Rows on finding named things
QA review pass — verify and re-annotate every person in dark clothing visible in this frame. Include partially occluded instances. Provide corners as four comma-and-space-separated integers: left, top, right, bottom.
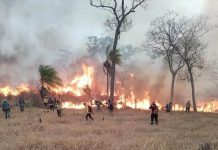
107, 100, 114, 116
56, 101, 62, 117
149, 102, 158, 125
95, 100, 102, 111
18, 97, 25, 112
44, 96, 48, 109
186, 100, 191, 112
2, 100, 11, 119
48, 97, 55, 111
166, 102, 172, 112
84, 103, 94, 121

> [The request]:
Rewrite every line of the rows above as a Markdown table with two columns, "No." for the line number and "Line" for its text, skipping blank lines and leaving out the pictures.

> [The reply]:
| No. | Line |
|---|---|
| 1 | QA review pass — verify and re-annotate every person in dark clothing visible in this frame. Include partially occluded instances. Provide corners as four comma-and-space-separated integers: left, top, right, bottom. |
| 2 | 107, 100, 114, 116 |
| 3 | 56, 101, 62, 117 |
| 4 | 149, 102, 158, 125 |
| 5 | 95, 100, 102, 111 |
| 6 | 18, 97, 25, 112 |
| 7 | 44, 96, 48, 109 |
| 8 | 186, 100, 191, 112 |
| 9 | 2, 100, 11, 119 |
| 10 | 48, 97, 55, 111 |
| 11 | 166, 102, 172, 112 |
| 12 | 84, 103, 94, 121 |